— Begin RECORD EXCERPTS —
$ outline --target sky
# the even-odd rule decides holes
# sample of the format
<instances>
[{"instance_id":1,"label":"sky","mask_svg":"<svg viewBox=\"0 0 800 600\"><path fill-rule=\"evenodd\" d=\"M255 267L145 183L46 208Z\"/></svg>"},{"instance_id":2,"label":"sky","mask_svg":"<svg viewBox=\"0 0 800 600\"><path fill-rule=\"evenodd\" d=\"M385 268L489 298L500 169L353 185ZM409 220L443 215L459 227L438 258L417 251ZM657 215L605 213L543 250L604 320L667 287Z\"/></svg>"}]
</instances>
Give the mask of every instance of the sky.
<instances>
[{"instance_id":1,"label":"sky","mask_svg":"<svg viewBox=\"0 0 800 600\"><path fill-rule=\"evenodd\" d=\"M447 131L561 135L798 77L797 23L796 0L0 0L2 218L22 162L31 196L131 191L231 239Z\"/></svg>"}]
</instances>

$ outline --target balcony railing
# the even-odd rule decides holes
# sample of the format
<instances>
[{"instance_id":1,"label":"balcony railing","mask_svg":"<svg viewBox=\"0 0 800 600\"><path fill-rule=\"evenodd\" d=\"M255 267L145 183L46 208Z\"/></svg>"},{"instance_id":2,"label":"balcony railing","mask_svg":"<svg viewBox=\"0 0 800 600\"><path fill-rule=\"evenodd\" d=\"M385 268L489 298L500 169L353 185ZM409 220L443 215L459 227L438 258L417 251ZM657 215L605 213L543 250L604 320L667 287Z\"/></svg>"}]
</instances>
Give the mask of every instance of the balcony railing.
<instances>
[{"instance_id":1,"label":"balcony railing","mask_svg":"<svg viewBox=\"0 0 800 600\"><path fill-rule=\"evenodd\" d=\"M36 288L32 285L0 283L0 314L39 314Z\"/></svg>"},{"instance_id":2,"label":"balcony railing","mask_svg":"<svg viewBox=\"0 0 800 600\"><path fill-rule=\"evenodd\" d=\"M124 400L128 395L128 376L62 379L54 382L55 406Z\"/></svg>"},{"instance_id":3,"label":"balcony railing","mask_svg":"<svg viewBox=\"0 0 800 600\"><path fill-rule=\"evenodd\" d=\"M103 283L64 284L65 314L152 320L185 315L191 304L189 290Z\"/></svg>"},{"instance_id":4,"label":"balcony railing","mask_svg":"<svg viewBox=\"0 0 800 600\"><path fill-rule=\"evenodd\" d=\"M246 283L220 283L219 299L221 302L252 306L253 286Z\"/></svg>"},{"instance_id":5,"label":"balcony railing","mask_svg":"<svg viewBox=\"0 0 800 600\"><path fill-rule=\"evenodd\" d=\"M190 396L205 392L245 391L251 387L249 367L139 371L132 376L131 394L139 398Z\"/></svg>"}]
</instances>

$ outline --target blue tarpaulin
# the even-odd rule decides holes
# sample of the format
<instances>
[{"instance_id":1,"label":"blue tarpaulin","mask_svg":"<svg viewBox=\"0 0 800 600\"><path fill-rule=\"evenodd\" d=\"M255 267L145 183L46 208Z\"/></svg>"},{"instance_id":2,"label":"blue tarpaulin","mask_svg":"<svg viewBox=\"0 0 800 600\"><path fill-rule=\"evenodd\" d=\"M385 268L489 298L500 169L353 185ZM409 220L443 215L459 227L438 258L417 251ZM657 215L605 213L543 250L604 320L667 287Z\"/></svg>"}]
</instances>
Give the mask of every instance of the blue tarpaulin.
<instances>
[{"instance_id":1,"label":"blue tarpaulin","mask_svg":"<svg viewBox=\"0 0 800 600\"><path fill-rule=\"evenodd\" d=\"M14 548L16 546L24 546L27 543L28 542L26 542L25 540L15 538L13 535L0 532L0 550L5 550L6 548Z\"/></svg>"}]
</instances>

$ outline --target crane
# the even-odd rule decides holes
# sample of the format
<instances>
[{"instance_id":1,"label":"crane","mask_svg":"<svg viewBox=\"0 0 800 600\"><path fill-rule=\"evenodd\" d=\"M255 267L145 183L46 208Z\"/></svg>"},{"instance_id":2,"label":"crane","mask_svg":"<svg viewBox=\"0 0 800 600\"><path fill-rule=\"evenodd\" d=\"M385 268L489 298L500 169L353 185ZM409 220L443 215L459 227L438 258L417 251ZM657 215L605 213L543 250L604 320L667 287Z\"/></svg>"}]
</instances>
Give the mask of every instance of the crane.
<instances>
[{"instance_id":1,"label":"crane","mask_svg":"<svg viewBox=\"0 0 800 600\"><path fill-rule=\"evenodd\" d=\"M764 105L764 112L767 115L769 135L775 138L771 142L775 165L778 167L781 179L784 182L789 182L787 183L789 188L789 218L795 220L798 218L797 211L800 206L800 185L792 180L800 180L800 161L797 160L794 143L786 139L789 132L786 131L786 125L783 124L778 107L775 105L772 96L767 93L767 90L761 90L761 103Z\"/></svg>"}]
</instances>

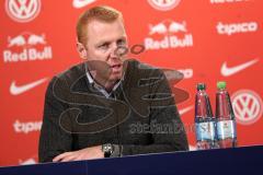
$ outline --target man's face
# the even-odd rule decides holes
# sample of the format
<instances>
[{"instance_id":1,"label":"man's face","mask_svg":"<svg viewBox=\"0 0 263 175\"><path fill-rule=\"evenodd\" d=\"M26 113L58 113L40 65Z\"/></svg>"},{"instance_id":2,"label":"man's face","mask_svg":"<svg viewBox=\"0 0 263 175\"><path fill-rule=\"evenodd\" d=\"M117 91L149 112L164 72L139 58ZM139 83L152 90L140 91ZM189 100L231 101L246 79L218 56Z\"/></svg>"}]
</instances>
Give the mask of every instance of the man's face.
<instances>
[{"instance_id":1,"label":"man's face","mask_svg":"<svg viewBox=\"0 0 263 175\"><path fill-rule=\"evenodd\" d=\"M88 24L87 32L87 60L92 62L89 69L95 70L95 77L104 81L119 80L125 55L119 55L118 50L127 47L122 20L117 19L111 23L93 20Z\"/></svg>"}]
</instances>

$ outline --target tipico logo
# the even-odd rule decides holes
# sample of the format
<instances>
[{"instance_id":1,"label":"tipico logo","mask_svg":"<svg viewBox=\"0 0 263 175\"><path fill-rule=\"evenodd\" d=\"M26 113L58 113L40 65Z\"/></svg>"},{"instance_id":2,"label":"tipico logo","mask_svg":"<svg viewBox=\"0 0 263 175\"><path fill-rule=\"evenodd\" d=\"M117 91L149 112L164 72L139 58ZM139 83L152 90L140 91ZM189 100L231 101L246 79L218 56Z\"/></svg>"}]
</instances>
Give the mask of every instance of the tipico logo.
<instances>
[{"instance_id":1,"label":"tipico logo","mask_svg":"<svg viewBox=\"0 0 263 175\"><path fill-rule=\"evenodd\" d=\"M263 115L263 103L260 95L251 90L241 90L232 96L232 107L237 122L251 125L256 122Z\"/></svg>"},{"instance_id":2,"label":"tipico logo","mask_svg":"<svg viewBox=\"0 0 263 175\"><path fill-rule=\"evenodd\" d=\"M217 33L220 35L233 35L237 33L251 33L258 31L256 22L230 23L224 24L219 22L216 26Z\"/></svg>"},{"instance_id":3,"label":"tipico logo","mask_svg":"<svg viewBox=\"0 0 263 175\"><path fill-rule=\"evenodd\" d=\"M249 0L210 0L210 3L233 3L233 2L243 2Z\"/></svg>"},{"instance_id":4,"label":"tipico logo","mask_svg":"<svg viewBox=\"0 0 263 175\"><path fill-rule=\"evenodd\" d=\"M5 0L5 11L16 22L30 22L39 14L41 0Z\"/></svg>"},{"instance_id":5,"label":"tipico logo","mask_svg":"<svg viewBox=\"0 0 263 175\"><path fill-rule=\"evenodd\" d=\"M39 131L42 128L42 121L21 122L20 120L15 120L13 124L13 128L16 133L27 135L33 131Z\"/></svg>"},{"instance_id":6,"label":"tipico logo","mask_svg":"<svg viewBox=\"0 0 263 175\"><path fill-rule=\"evenodd\" d=\"M161 11L172 10L176 5L179 5L181 0L148 0L149 4Z\"/></svg>"},{"instance_id":7,"label":"tipico logo","mask_svg":"<svg viewBox=\"0 0 263 175\"><path fill-rule=\"evenodd\" d=\"M52 46L47 45L45 34L22 33L8 36L3 62L34 61L53 58Z\"/></svg>"},{"instance_id":8,"label":"tipico logo","mask_svg":"<svg viewBox=\"0 0 263 175\"><path fill-rule=\"evenodd\" d=\"M161 39L156 39L158 35L162 36ZM175 22L172 20L165 20L155 25L150 24L149 37L145 38L145 47L148 50L192 46L193 35L188 32L185 21Z\"/></svg>"}]
</instances>

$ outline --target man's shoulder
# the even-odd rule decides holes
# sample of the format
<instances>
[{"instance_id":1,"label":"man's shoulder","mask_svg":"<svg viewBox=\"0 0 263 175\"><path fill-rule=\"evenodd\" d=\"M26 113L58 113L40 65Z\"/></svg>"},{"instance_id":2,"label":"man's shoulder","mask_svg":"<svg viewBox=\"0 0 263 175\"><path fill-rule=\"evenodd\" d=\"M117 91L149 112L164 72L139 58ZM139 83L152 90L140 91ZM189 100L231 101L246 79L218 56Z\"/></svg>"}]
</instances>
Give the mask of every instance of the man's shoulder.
— End RECORD EXCERPTS —
→ **STATED GOAL**: Which lines in the items above contain the word "Give"? Show each of those lines in full.

→ **OUTPUT FOR THIS TASK**:
Give the mask of every instance of the sky.
Give the mask of every instance of the balcony railing.
Give the mask of every instance of the blue tarpaulin.
Give the mask of every instance of the crane.
Give the mask of every instance of the man's face.
Give the mask of every instance of the tipico logo.
Give the mask of every instance of the man's shoulder.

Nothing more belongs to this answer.